Liefde in tijden van corona

Dossier:

COLUMN - door Mieke van Stigt

We zitten met zijn allen in een achtbaan die steeds sneller gaat en we hebben geen idee hoe we hieruit gaan komen, wanneer we hieruit gaan komen, óf we hieruit gaan komen. Daarom is het heel heikel om iets te schrijven over deze tijd. Het kan immers alweer totaal anders zijn als de bits van dit artikel doorgestuurd zijn naar de hoofdredacteur, er kan nog voor ik dit artikel af heb van alles gebeurd zijn, we weten het niet en niemand heeft overzicht. Toch ga ik het proberen.

Want voor sociologen zijn dit behalve zeer angstige tijden (ook sociologen zijn mensen met oude familie en kwetsbare vrienden door chemokuur of chronische aandoening), ook heel interessante tijden. Wat kunnen we leren van deze voor de meesten van ons totaal nieuwe situatie?

++++++++

**OPDRACHT**:
Pak de column over liefde in tijden van corona op na de laatste zin en schrijf hem verder.

++++++++

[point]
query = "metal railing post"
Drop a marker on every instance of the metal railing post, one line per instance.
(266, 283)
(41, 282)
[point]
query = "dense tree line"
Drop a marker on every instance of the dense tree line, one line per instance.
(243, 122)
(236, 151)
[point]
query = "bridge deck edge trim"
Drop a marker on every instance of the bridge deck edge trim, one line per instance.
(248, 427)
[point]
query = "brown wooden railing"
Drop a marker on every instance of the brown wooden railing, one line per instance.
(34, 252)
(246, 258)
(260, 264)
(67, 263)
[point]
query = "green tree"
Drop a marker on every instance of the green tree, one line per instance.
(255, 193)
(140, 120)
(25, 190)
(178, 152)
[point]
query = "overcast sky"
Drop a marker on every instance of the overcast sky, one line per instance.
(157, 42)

++++++++

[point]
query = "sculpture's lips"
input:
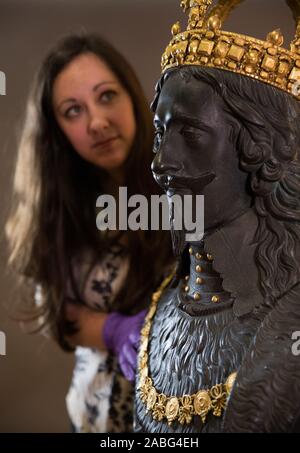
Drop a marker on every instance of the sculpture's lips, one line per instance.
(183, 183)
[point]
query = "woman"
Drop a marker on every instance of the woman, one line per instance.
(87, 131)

++++++++

**EINDANTWOORD**:
Vergrootglas

Wat ik zie is dat veel bestaande dingen uitvergroot worden. Sociale verschillen worden uitvergroot, onderling wantrouwen en haat wordt uitvergroot, maar ook zorg voor elkaar, zorgen om elkaar. Er is hulpvaardigheid voor onbekenden. Er worden allerlei projecten opgezet zoals boodschappendiensten voor ouderen. Mensen geven om elkaar, voor een ander. Er is daarin een enorme creativiteit. Kinderen en kleinkinderen bedenken hoe ze opa en oma elke week iets kunnen sturen, of proberen de oudjes op Skype te krijgen. Met stoepkrijt stond in grote letters ‘gefeliciteerd opa’ op de straat voor een bejaardenflat getekend.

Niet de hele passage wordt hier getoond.